"""

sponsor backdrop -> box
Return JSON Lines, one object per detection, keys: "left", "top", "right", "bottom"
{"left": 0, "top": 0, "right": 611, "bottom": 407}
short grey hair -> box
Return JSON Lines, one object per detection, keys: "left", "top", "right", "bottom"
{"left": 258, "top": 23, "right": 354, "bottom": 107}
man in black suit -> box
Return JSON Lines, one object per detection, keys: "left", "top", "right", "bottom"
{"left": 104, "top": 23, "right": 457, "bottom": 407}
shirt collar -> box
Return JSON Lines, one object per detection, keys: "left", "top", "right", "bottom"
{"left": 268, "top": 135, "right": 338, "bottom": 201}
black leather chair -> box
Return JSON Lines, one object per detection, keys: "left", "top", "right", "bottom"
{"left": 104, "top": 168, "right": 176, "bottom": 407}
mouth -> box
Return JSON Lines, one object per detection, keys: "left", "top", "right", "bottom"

"""

> **WHAT YOU WILL DO**
Your answer must be the lines from the first line of the entries above through the line that contains "man in black suit -> box", written out exactly.

> **SOLUTION FOR THIS TASK**
sponsor backdrop -> box
Return JSON Lines, one object per detection, keys: "left", "top", "right", "bottom"
{"left": 0, "top": 0, "right": 611, "bottom": 407}
short grey hair -> box
Return JSON Lines, one object per detection, keys: "left", "top", "right", "bottom"
{"left": 258, "top": 23, "right": 354, "bottom": 107}
man in black suit -> box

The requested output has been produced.